» **EXERCISE SET**
(a) State whether each of the following statements agrees with the Form 6-K filing below, answering yes or no and quoting the deciding words of the filing: (i) the Company closed its private placement on August 29, 2025; (ii) the Securities Purchase Agreement was dated August 29, 2025; (iii) the purchase price for a combination of one Prefunded Warrant, one A Warrant and one B Warrant was $0.73.
(b) Reproduce the part of the Form 6-K filing below that opens with the words containing "SEC Form 6-K" and closes with "(Registrant’s Name)".

» **TEXT PROVIDED**
* * * * *

SEC Form 6-K filed by Skyline Builders Group Holding Limited
UNITED STATES
SECURITIES AND EXCHANGE COMMISSION
Washington, D.C. 20549
FORM 6-K
REPORT OF FOREIGN PRIVATE ISSUER
PURSUANT TO RULE 13a-16 OR 15d-16
UNDER THE SECURITIES EXCHANGE ACT OF 1934
For the month of August 2025
Commission File Number: 001-42461
SKYLINE BUILDERS GROUP HOLDING LIMITED
(Registrant’s Name)
Office A, 15/F, Tower A, Capital Tower,
No. 38 Wai Yip Street, Kowloon Bay, Hong Kong
(Address of Principal Executive Offices)
Indicate by check mark whether the registrant files or will file annual reports under cover Form 20-F or Form 40-F.
Form 20-F ☒ Form 40-F ☐
Information contained in this report
On August 29, 2025, Skyline Builders Group Holding Limited, a Cayman Islands exempted company with limited liability (the “Company”) closed its private placement (the “Offering”) of 1,359,314 Class A ordinary shares, par value $0.00001 per share (each, a “Class A Ordinary Share”), 22,990,000 prefunded warrants to purchase Class A Ordinary Shares (the “Prefunded Warrants”), Class A Ordinary Share Purchase Warrant As to purchase up to 24,349,314 Class A Ordinary Shares (the “A Warrants”), and Class A Ordinary Share Purchase Warrant Bs to purchase up to 24,349,314 Class A Ordinary Shares (the “B Warrants”). The purchase price for a combination of one Class A Ordinary Share, one A Warrant and one B Warrant was $0.73 and the purchase price for a combination of one Prefunded Warrant, one A Warrant and one B Warrant was $0.7299. The sale of securities in the Offering was pursuant to a Securities Purchase Agreement (the “Securities Purchase Agreement”) dated August 27, 2025 among the Company and certain accredited investors.

* * * * *

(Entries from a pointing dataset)

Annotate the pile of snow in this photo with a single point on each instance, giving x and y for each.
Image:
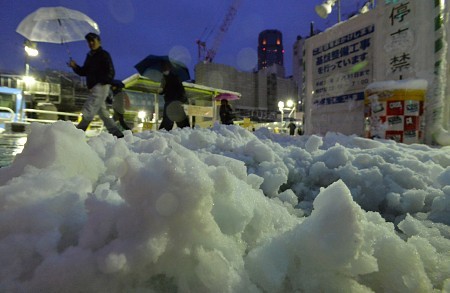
(223, 210)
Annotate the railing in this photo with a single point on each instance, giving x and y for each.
(98, 124)
(93, 124)
(11, 117)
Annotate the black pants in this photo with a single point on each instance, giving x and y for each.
(167, 124)
(119, 117)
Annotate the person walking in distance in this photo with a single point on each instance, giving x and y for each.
(174, 96)
(99, 71)
(226, 112)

* * * * *

» **WORKED ANSWERS**
(a)
(i) Yes: "On August 29, 2025, Skyline Builders Group Holding Limited, a Cayman Islands exempted company with limited liability (the “Company”) closed its private placement"
(ii) No: "a Securities Purchase Agreement (the “Securities Purchase Agreement”) dated August 27, 2025"
(iii) No: "the purchase price for a combination of one Prefunded Warrant, one A Warrant and one B Warrant was $0.7299"

(b)
SEC Form 6-K filed by Skyline Builders Group Holding Limited
UNITED STATES
SECURITIES AND EXCHANGE COMMISSION
Washington, D.C. 20549
FORM 6-K
REPORT OF FOREIGN PRIVATE ISSUER
PURSUANT TO RULE 13a-16 OR 15d-16
UNDER THE SECURITIES EXCHANGE ACT OF 1934
For the month of August 2025
Commission File Number: 001-42461
SKYLINE BUILDERS GROUP HOLDING LIMITED
(Registrant’s Name)